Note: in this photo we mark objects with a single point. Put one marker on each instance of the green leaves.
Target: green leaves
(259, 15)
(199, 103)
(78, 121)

------------------------------------------------------------------------

The reply is to be an exact copy of the listing.

:: Answer to this exercise ::
Note: in this photo we mark objects with a single point. Put one marker on each instance of the green leaves.
Target: green leaves
(259, 15)
(199, 103)
(78, 121)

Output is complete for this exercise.